#### WORKING DATA:
^^^^

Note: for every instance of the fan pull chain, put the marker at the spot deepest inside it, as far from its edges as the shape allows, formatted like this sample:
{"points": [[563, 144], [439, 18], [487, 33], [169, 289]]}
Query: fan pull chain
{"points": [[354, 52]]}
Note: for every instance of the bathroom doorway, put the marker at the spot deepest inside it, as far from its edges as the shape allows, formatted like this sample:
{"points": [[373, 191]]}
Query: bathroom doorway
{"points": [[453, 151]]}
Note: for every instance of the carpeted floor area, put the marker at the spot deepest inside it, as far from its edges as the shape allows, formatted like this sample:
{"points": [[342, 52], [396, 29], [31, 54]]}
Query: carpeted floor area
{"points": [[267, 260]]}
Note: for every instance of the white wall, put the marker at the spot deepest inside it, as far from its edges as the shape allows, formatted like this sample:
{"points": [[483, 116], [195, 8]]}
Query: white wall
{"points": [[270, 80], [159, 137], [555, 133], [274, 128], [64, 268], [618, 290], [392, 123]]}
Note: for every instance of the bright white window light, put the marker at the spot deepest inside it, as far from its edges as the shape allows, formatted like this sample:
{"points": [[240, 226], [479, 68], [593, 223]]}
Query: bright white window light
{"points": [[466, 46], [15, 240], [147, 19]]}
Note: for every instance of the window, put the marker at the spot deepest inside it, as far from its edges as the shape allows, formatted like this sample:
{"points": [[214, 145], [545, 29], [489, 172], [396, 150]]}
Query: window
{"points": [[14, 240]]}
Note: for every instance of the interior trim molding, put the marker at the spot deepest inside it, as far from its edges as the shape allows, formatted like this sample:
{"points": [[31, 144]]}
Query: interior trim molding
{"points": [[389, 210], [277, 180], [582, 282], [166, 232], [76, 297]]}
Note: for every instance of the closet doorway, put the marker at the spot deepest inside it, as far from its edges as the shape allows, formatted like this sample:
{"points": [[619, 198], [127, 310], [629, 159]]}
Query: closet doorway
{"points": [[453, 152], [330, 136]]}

^^^^

#### PROBLEM STATEMENT:
Write every entry out again exactly.

#### EXERCISE OUTPUT:
Note: for every instance of the fan pull chain, put the marker at the spot deepest inside it, as far from its edges as the shape allows, formatted like this sample:
{"points": [[563, 144], [439, 18], [487, 33], [169, 289]]}
Query: fan pull chain
{"points": [[354, 52]]}
Note: for every instance of the bathroom doorway, put the marker at the spot deepest inside it, as far from its edges as the shape allows, formatted like this sample:
{"points": [[373, 191]]}
Query: bathroom doorway
{"points": [[453, 151]]}
Note: for every instance of the carpeted floor area, put the marker at the spot deepest inside it, as far from its edges as the shape allows, formatted like this sample:
{"points": [[342, 52], [396, 29], [31, 54]]}
Query: carpeted floor area
{"points": [[267, 260]]}
Note: for every instance of the white wall, put the marker at the spot deepest inside it, as far from its edges as the shape allows, formatted like this sample:
{"points": [[483, 116], [195, 8]]}
Query: white wall
{"points": [[270, 80], [159, 137], [555, 133], [274, 128], [64, 268], [618, 290], [392, 123]]}
Note: for every instance of the bright white window light, put the marker at the spot deepest inside it, as far from its edges as the shape allows, formatted like this sample:
{"points": [[240, 226], [479, 68], [593, 223]]}
Query: bright white window light
{"points": [[466, 46], [15, 240], [147, 19]]}
Note: for every instance of the window, put the marker at the spot deepest inside it, as far from its edges as the shape allows, formatted like this sample:
{"points": [[214, 145], [545, 29], [489, 172], [396, 150]]}
Query: window
{"points": [[14, 240]]}
Note: for every instance of the interior trim molding, put the marker at the spot deepest inside it, as far from its edges as the shape allows, formatted like this sample:
{"points": [[31, 144]]}
Query: interior trim molding
{"points": [[389, 210], [277, 180], [582, 282], [166, 232], [76, 297]]}
Note: for every instance of the closet doorway, put the marker at the spot deepest inside it, as far from its edges as the shape allows, formatted like this sample:
{"points": [[619, 198], [127, 310], [629, 159]]}
Query: closet doorway
{"points": [[453, 152], [330, 136]]}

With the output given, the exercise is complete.